WRITTEN REQUEST:
Swap "blue bus" for "blue coach" everywhere from the line containing "# locate air" down to the end of the material, and give those lines again with nothing else changed.

[Items listed in a dataset]
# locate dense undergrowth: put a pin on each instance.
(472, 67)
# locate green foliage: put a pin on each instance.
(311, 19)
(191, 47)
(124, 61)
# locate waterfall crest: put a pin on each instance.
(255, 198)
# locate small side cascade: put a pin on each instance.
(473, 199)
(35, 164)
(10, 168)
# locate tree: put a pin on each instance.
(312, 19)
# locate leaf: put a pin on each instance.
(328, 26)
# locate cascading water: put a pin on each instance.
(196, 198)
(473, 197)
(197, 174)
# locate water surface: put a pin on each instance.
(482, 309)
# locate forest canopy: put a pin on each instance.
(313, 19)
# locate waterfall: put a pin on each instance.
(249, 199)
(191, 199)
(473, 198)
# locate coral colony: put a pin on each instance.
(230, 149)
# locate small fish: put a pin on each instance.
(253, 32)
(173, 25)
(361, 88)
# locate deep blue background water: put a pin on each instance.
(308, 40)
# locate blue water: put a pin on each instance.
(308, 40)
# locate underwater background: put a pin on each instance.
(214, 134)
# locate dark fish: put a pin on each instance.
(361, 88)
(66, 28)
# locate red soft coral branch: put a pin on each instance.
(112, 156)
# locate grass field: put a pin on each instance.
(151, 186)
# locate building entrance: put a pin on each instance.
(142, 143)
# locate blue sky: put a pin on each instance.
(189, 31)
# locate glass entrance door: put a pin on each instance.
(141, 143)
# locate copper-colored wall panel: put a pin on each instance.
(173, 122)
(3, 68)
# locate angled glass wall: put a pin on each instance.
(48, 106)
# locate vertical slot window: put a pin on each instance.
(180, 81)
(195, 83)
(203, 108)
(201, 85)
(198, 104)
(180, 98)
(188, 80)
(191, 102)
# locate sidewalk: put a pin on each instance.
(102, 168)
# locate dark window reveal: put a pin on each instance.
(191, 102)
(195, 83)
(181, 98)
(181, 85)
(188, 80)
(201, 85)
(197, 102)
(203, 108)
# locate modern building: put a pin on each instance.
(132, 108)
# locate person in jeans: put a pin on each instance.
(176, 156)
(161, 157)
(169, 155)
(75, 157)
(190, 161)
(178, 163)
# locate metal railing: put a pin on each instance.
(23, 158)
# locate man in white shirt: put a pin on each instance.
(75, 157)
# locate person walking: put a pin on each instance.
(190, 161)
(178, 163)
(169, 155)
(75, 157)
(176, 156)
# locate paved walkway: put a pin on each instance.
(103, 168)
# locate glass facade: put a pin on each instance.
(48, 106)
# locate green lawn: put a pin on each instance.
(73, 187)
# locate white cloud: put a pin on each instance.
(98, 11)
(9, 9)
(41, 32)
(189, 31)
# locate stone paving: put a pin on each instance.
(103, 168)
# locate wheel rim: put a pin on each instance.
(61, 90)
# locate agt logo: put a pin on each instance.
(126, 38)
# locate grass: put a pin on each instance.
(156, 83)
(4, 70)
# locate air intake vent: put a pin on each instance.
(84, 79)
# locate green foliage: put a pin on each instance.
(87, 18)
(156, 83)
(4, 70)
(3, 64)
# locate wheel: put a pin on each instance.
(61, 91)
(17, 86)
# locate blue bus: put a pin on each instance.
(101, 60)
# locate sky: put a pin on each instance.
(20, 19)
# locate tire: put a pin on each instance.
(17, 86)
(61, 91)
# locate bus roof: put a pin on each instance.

ANSWER TO THE TASK:
# locate air intake vent: put a pin on each instance.
(84, 79)
# locate green foliage: put a pin on each instance.
(87, 18)
(156, 83)
(4, 70)
(3, 64)
# locate wheel: put a pin on each instance.
(61, 91)
(17, 86)
# locate blue coach: put a pin on each instance.
(101, 60)
# locate sky: put a pin on each instance.
(20, 19)
# locate tire: put a pin on each instance.
(17, 86)
(61, 91)
# locate bus roof: put a pin on each instance.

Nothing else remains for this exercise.